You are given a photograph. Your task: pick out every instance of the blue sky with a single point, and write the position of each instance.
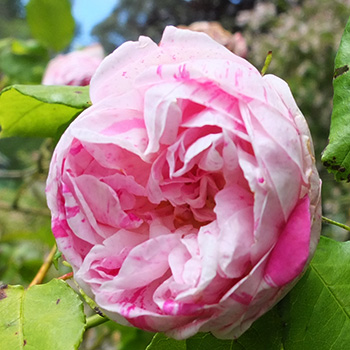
(87, 14)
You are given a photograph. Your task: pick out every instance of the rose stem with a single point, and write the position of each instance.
(267, 62)
(332, 222)
(95, 320)
(44, 267)
(66, 276)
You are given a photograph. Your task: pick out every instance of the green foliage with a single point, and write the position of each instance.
(21, 61)
(51, 22)
(316, 313)
(40, 111)
(43, 317)
(336, 156)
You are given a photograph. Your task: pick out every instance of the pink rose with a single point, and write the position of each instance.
(74, 68)
(186, 198)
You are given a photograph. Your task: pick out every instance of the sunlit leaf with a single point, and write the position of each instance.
(40, 111)
(48, 316)
(336, 156)
(51, 22)
(316, 313)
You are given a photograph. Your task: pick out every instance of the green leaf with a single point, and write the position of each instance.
(316, 313)
(40, 111)
(336, 156)
(48, 316)
(22, 61)
(51, 22)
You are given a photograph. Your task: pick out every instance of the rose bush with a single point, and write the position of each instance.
(74, 68)
(186, 197)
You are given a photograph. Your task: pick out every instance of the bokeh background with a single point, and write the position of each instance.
(303, 36)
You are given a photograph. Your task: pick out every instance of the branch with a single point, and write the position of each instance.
(44, 267)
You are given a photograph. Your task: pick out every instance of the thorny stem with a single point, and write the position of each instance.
(95, 320)
(267, 62)
(66, 276)
(44, 267)
(332, 222)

────────────────

# WORK TO COMPLETE:
Please let your answer be exactly the lines from the one holding "of the thorny" through the last line of the entries above, both ends included.

# EXERCISE ANSWER:
You are given a photograph. Your task: pick out every instance of the thorny stem with a single point, and write the position of each instance.
(95, 320)
(267, 62)
(66, 276)
(44, 267)
(332, 222)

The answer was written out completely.